### LISTED ENTRIES ###

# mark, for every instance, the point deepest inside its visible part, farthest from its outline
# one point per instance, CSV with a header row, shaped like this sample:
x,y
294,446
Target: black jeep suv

###

#### ACTIVITY:
Scan the entries above and return each line that holds "point".

#### ANSWER TO THIS TASK:
# mark, for every instance, the point deepest inside its visible part, farthest from its outline
# one point per instance, CSV with a header row, shaped like this sample:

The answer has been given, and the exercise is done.